#### Material to process
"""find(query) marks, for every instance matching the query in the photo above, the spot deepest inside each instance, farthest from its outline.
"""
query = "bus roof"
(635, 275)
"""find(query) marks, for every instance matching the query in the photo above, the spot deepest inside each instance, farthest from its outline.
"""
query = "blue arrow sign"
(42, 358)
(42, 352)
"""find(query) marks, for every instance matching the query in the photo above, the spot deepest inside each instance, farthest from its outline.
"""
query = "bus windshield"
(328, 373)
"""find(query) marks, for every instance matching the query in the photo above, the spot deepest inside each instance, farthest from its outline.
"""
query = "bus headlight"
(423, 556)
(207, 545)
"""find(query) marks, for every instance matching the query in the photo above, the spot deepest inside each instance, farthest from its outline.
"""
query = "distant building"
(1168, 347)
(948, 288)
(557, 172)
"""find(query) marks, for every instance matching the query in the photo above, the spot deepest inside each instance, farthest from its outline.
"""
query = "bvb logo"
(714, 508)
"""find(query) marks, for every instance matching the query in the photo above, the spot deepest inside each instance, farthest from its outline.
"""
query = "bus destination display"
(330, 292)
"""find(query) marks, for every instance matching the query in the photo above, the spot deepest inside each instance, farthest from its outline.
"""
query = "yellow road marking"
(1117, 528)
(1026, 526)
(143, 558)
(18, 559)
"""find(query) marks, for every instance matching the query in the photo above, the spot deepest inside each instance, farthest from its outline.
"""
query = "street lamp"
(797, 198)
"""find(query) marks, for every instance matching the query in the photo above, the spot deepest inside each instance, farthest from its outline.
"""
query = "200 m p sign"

#### What this task involves
List every line of the entries above that contains the string "sign". Case counts.

#### Complete output
query = "blue arrow sign"
query = "200 m p sign"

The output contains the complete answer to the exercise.